[Extracted data entries]
★ ★ ★ ★ ★
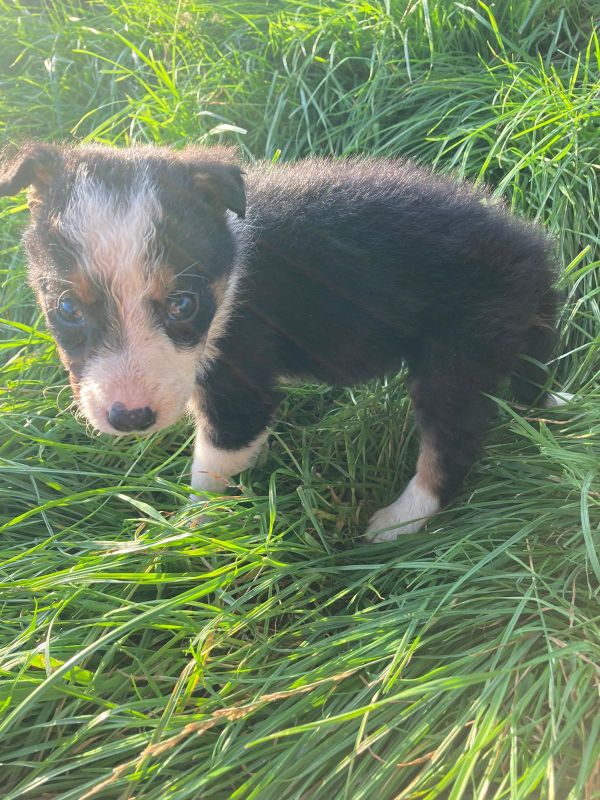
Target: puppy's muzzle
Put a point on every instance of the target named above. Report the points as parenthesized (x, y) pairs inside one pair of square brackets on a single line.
[(130, 419)]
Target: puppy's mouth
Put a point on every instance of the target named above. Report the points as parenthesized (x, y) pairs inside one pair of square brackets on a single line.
[(123, 396)]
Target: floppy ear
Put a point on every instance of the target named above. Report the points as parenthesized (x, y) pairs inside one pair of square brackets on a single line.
[(34, 164), (223, 183)]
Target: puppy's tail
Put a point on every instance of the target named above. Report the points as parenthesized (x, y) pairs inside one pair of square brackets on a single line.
[(531, 376)]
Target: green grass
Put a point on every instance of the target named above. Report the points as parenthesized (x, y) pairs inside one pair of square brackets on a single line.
[(271, 654)]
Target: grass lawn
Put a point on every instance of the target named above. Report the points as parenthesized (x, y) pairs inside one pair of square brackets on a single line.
[(271, 654)]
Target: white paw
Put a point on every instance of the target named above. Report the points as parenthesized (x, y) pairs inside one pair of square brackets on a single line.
[(557, 399), (407, 514)]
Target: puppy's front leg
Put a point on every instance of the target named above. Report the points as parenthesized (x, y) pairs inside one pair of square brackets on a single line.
[(214, 466), (232, 410)]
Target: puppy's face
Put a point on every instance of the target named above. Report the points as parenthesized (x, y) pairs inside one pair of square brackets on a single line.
[(130, 254)]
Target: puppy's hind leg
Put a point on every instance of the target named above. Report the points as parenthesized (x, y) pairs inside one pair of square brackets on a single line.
[(452, 415), (530, 376)]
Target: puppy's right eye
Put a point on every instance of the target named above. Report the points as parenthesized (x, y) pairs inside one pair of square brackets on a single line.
[(69, 311)]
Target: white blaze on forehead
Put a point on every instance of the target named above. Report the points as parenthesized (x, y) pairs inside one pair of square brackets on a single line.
[(113, 230)]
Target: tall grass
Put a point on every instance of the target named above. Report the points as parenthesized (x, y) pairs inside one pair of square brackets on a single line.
[(270, 653)]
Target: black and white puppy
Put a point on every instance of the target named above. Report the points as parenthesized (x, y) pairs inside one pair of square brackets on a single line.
[(165, 291)]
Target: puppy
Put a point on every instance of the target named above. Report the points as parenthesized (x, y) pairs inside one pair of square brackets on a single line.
[(164, 291)]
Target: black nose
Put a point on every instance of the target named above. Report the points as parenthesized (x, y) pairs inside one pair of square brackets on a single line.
[(130, 419)]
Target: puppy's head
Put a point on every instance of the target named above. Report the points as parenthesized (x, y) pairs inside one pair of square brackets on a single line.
[(132, 258)]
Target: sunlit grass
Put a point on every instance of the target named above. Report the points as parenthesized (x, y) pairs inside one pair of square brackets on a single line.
[(270, 653)]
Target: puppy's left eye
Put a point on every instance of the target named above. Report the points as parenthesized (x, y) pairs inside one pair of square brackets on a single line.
[(181, 307), (69, 311)]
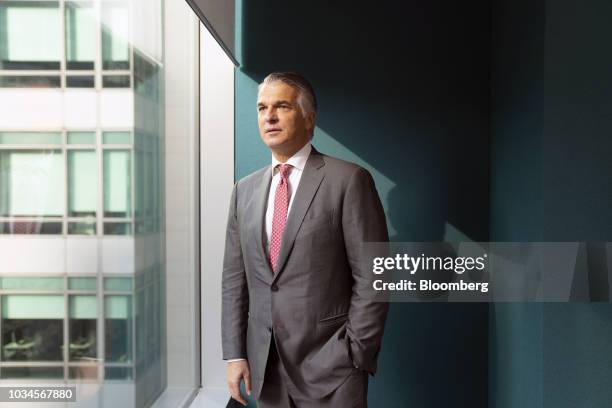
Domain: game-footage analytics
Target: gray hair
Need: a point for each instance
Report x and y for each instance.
(307, 99)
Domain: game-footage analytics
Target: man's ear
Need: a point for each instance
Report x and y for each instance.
(310, 121)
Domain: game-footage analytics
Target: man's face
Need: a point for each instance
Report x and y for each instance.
(282, 126)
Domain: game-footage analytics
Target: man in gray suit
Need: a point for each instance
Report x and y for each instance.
(298, 325)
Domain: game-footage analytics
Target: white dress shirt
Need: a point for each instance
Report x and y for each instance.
(298, 161)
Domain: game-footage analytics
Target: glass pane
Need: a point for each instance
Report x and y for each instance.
(89, 372)
(31, 227)
(117, 284)
(32, 328)
(82, 228)
(82, 183)
(80, 36)
(118, 373)
(31, 36)
(117, 183)
(30, 138)
(54, 284)
(79, 81)
(115, 36)
(31, 372)
(81, 138)
(118, 328)
(82, 284)
(117, 228)
(31, 183)
(116, 81)
(117, 137)
(14, 81)
(82, 329)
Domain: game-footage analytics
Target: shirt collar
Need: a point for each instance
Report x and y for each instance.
(298, 160)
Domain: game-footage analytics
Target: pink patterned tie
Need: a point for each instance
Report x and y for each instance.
(281, 205)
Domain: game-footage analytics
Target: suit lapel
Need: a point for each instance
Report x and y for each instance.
(308, 186)
(261, 202)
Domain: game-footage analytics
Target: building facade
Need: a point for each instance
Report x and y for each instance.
(81, 196)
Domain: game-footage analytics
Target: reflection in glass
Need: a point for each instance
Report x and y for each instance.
(31, 227)
(82, 228)
(30, 35)
(89, 284)
(116, 81)
(30, 138)
(82, 183)
(50, 284)
(118, 329)
(82, 328)
(17, 81)
(117, 228)
(81, 138)
(83, 372)
(118, 373)
(117, 284)
(115, 36)
(79, 81)
(32, 372)
(31, 183)
(80, 36)
(117, 183)
(32, 327)
(117, 138)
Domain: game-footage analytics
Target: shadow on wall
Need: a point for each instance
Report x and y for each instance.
(405, 94)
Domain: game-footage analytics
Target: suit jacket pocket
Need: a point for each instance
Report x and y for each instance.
(318, 222)
(333, 320)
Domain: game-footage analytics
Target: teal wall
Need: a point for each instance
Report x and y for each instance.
(551, 180)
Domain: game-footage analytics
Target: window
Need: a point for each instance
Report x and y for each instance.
(32, 328)
(31, 35)
(32, 183)
(82, 329)
(46, 183)
(80, 36)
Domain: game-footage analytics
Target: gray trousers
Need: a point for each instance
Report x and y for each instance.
(276, 391)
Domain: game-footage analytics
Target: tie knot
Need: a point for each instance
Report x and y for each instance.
(284, 170)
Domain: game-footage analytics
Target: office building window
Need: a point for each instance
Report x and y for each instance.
(30, 35)
(115, 35)
(82, 183)
(82, 328)
(31, 183)
(80, 29)
(32, 327)
(51, 183)
(118, 329)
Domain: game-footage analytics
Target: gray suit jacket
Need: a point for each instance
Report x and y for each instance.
(315, 307)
★ ★ ★ ★ ★
■ **Exercise aim**: Give the data again exactly as it stands, apart from the pictures.

■ **Response to this task**:
Target: puppy's muzzle
Put a point on every instance of the target named above. Report the points as parenthesized (x, y) pairs inside one pair of square brackets on a single line.
[(130, 419)]
Target: puppy's mouth
Put a point on every instance of the target named above. Report the points as parenthesized (x, y) pairs inside one pair of square brackets on a single line.
[(123, 396)]
Target: floppy ear
Put a point on every instance of the target named above. Report the points as parenthesized (x, y) pairs inside one pair of square brackets on a single line.
[(34, 164), (223, 183)]
Target: puppy's tail
Put a point on every instance of the target named above. Report the points as parenthesized (x, y) pairs inside one pair of square brackets on a single line.
[(531, 376)]
Target: green grass
Put a point on every instance of the target named above. Report the points as parenthesized (x, y) pairs inside one pair of square brackets on a single line.
[(271, 654)]
Target: grass lawn
Put a point on every instance of the target named above. Report the points as parenthesized (x, y) pairs inside one pair of square brackets on a single line.
[(271, 654)]
Target: white paw
Put a point on every instance of the target named above. Report the points as parenthesized (x, y) pairs inside one pair of square brackets on a single line.
[(557, 399), (407, 514)]
Target: puppy's front leg
Put a point on every instance of the target named above. Report the points as parenthesized (x, y) pairs inside one pair of square brackets on a single line.
[(214, 466), (232, 410)]
Target: puppy's face
Put a point on every instance of the target named above. Report the points as parenthesized (x, y) pairs inside one pair of square brackets on a single line.
[(130, 254)]
Target: puppy's hind leg
Put a point on every instance of the target named above. Report the points as parenthesized (x, y) pairs inside one pair of square brackets on a single line.
[(452, 415), (530, 376)]
Target: puppy's right eye
Put a point on every instance of the target named above. Report the points as parenthesized (x, y) pairs inside one pair of square brackets on a single line.
[(69, 311)]
Target: white blaze on forehead
Put a point on every instance of the target named above. Report the points as parenthesized (x, y) pairs inside one pair of square brackets on a single line.
[(113, 230)]
Target: tall grass
Put a point on every instance of the target named above. Report the points as parenthesized (x, y) pairs inside one pair of square brackets on a single line.
[(270, 653)]
Target: black and white puppy
Put a point on every instance of the target named above. Report the points as parenthesized (x, y) pairs inside one pair of square brackets on a single line.
[(165, 291)]
Target: puppy
Put a point on every instance of the target named above. Report the points as parenthesized (x, y) pairs inside one pair of square brackets on a single line.
[(164, 291)]
Target: black nose
Put a point on every instance of the target named above. Report the points as parenthesized (x, y) pairs inside one pair of square brackets on a single line.
[(130, 419)]
Target: puppy's head
Put a point on every instance of the target named above. Report the points as parenthesized (x, y) pairs inside one pair of square brackets on a single line.
[(132, 258)]
Target: sunlit grass
Put a point on every instance of the target named above. Report the points as parenthesized (x, y) pairs inside one pair of square brackets on a single line.
[(270, 653)]
Target: puppy's left eye
Put a point on every instance of the target named above. Report the points as parenthesized (x, y) pairs inside one pair of square brackets on a single line.
[(181, 307), (69, 311)]
Domain: game-footage analytics
Target: gray hair
Need: a point for each instance
Report x and y for each instance.
(307, 99)
Domain: game-footage analytics
Target: man's ear
Need: a point for each instance
Report x and y for each instance.
(310, 121)
Domain: game-footage analytics
Target: man's face
Need: a point for each instance
Report x and y for each instance.
(282, 126)
Domain: game-footage analytics
Target: man in gray suit
Need: a point for each instance
Report x and y for each instance.
(298, 325)
Domain: game-footage analytics
Target: white dress shirt
Need: a point for each instance
Report x and y for each instance.
(298, 161)
Domain: game-footage analytics
Target: glass pane
Need: a point for each instance
Report x and y for each instance.
(89, 372)
(31, 227)
(117, 284)
(32, 328)
(82, 228)
(82, 183)
(80, 36)
(118, 373)
(31, 36)
(117, 183)
(30, 138)
(54, 284)
(79, 81)
(115, 36)
(31, 372)
(81, 138)
(118, 328)
(82, 284)
(117, 228)
(31, 183)
(116, 81)
(117, 137)
(14, 81)
(82, 329)
Domain: game-footage analytics
Target: shirt collar
Need: a point for each instance
Report x and y for each instance.
(298, 160)
Domain: game-footage analytics
Target: pink patterned tie
Need: a point for each instance
Report x and y for each instance.
(281, 205)
Domain: game-footage analytics
Target: suit lapel
Need: a point for each instance
Report x and y for each instance.
(308, 186)
(261, 202)
Domain: game-footage analytics
Target: building facade
Need: a point for each instance
Report x and y for each instance.
(81, 196)
Domain: game-footage analytics
Target: reflection in glass
Need: a point for each instance
Report x and y for each instance.
(31, 227)
(82, 228)
(30, 35)
(89, 284)
(116, 81)
(30, 138)
(82, 183)
(50, 284)
(118, 329)
(82, 328)
(17, 81)
(117, 228)
(81, 138)
(83, 372)
(118, 373)
(117, 284)
(115, 36)
(79, 81)
(32, 372)
(31, 183)
(80, 36)
(117, 183)
(32, 327)
(117, 138)
Domain: game-footage analytics
Target: shadow on wall
Need: a point for each instance
Report x and y for each instance.
(405, 94)
Domain: game-footage analytics
Target: suit jacket pocket
Need: a point for each instance
Report x and y for each instance.
(318, 222)
(333, 320)
Domain: game-footage analytics
Target: teal wall
Need: a point for each instance
Report x and y for each instance.
(551, 180)
Domain: game-footage analytics
Target: window
Need: a point for each instance
Report x and y for each instance.
(32, 328)
(31, 35)
(32, 183)
(82, 329)
(46, 183)
(80, 36)
Domain: game-footage analytics
Target: gray trousers
Need: a point for each instance
Report x and y for each instance.
(276, 391)
Domain: game-footage analytics
Target: tie knot
Need: a point for each instance
Report x and y for each instance.
(284, 170)
Domain: game-footage analytics
Target: office building window
Need: a point for each instance
Report x and y for each instance.
(30, 35)
(115, 35)
(82, 183)
(82, 328)
(31, 183)
(80, 29)
(32, 327)
(51, 183)
(118, 329)
Domain: game-footage analytics
Target: gray suit jacket
Need: a point for each instance
Report x and y for each instance.
(315, 307)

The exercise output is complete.